▶ Work task A:
Repeat everything in the Annie Dixon biography from "Annie Dixon (c." down to "by Queen Victoria.".
▶ Work task B:
Translate this sentence from the Annie Dixon biography into Spanish: "From 1844 to 1893, Dixon displayed 222 portraits at the Royal Academy."
---------- Document text ----------
Annie Dixon (c. 1817 - 1901) was a 19th-century English miniature portrait painter. From 1859, she was commissioned for numerous royal portraits by Queen Victoria.

== Biography ==

Dixon was the eldest daughter of seven children (two sons, five daughters) born to a corn chandler in Horncastle, Lincolnshire. She began working with water-colour by the mid-19th century, and completed portraits in Horncastle. She was instructed by Magdalene Dalton (née Ross), sister of portrait painter William Charles Ross. Despite this instruction, Dixon did not spend much time studying art, copying pictures, or pursuing further education.
Dixon worked in Hull, on the Isle of Wight, and in London until the end of the 19th century. From 1844 to 1893, Dixon displayed 222 portraits at the Royal Academy. In 1859, Dixon received her first Royal commission from Queen Victoria, to paint a miniature of Princess Blanche d'Orléans (1857-1932) at Claremont. A number of her portraits remain in the Royal Collection. The royal favour she received from Queen Victoria allowed Dixon to earn further commissions from nobility.
---------- Entries shown ----------
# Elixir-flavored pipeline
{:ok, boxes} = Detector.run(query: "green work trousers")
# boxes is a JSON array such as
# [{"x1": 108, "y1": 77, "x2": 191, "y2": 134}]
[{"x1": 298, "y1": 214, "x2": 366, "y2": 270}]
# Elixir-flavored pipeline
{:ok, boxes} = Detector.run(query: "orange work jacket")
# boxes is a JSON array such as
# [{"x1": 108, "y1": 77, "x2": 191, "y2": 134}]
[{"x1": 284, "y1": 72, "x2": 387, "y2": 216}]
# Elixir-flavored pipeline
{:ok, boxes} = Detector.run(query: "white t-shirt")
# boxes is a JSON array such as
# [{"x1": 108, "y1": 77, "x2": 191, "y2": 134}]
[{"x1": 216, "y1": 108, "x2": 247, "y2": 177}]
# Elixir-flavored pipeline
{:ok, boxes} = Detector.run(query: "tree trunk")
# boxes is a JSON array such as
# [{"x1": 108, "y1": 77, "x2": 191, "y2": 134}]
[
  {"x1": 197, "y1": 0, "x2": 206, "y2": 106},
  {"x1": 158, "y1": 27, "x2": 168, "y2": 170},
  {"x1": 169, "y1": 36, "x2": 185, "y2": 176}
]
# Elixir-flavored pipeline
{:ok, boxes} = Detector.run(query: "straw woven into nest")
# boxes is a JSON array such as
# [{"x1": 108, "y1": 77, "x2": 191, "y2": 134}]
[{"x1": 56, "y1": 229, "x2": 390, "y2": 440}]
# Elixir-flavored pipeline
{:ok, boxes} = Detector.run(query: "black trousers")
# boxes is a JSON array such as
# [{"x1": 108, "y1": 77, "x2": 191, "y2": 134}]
----------
▶ Answer A:
Annie Dixon (c. 1817 - 1901) was a 19th-century English miniature portrait painter. From 1859, she was commissioned for numerous royal portraits by Queen Victoria.

▶ Answer B:
Desde 1844 hasta 1893, Dixon exhibió 222 retratos en la Royal Academy.